> _Work task_:
I need every line that includes the word "frame" copied from the material.

> _Input for this task_:
--- START ---

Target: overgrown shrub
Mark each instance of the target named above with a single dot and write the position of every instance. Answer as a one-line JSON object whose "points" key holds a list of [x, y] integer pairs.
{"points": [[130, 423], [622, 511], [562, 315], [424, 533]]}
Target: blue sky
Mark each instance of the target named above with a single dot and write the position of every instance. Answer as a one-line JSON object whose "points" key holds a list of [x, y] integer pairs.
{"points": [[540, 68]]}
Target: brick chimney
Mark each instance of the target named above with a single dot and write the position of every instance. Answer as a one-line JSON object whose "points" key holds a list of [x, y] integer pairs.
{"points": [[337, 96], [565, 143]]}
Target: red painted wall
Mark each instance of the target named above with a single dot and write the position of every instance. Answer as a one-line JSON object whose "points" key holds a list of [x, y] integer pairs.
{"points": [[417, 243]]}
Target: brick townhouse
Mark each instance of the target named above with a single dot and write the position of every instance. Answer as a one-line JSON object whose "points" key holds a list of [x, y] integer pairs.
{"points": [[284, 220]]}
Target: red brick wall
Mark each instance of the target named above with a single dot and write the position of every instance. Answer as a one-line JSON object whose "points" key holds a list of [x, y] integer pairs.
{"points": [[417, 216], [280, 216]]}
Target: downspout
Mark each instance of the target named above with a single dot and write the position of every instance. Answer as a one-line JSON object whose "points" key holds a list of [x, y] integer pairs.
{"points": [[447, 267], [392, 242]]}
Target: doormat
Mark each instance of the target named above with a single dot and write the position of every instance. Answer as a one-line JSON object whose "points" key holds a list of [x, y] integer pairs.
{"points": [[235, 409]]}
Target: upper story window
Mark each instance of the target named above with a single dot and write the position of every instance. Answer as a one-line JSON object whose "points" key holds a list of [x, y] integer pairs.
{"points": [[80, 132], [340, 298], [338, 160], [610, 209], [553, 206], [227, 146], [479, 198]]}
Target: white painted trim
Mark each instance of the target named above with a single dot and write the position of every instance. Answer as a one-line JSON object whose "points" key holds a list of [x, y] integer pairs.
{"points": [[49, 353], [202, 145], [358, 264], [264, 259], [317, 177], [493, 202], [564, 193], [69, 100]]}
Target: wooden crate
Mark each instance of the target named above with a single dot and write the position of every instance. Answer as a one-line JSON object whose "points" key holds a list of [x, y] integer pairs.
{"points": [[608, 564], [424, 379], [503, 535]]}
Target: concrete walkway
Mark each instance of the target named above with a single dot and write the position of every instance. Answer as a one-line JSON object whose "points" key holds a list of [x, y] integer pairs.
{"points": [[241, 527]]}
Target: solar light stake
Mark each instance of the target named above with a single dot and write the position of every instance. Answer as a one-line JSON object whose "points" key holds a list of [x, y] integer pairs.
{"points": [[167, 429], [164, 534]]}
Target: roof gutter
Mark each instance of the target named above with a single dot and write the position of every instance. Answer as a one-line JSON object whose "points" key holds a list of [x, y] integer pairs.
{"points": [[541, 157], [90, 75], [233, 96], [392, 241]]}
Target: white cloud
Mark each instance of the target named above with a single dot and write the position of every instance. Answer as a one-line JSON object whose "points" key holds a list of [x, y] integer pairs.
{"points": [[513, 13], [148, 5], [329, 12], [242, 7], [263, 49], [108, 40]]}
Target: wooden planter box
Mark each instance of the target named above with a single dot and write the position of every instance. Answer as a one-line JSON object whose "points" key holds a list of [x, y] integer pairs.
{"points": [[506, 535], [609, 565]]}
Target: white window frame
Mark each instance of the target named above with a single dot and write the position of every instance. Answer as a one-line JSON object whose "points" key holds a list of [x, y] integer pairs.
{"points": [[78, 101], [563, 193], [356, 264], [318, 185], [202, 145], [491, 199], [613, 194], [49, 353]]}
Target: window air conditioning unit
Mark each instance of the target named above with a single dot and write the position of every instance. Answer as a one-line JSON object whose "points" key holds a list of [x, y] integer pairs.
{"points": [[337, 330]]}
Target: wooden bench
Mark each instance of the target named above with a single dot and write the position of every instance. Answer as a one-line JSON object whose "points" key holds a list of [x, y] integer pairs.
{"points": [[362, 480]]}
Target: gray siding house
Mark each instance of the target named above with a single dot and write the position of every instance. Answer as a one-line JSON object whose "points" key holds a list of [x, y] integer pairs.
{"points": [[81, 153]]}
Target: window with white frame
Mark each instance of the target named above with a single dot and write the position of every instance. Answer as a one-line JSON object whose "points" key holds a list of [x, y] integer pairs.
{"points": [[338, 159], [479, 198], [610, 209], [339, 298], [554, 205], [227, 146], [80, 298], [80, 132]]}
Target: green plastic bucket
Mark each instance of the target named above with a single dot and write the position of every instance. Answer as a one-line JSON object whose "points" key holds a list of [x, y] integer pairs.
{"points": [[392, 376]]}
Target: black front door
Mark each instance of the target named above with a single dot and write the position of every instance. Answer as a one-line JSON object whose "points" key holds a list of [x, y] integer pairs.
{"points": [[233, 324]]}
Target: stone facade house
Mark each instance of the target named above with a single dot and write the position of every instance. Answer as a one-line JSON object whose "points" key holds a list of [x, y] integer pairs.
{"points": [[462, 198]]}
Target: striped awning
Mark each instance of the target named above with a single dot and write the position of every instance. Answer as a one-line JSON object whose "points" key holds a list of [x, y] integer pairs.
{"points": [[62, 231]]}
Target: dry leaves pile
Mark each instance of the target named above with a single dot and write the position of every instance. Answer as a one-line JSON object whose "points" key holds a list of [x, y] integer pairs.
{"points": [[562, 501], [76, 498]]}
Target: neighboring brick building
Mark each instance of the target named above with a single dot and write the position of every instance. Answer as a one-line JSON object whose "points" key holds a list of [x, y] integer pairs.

--- END ---

> _Expected answer_:
Target: white window frame
Target: window with white frame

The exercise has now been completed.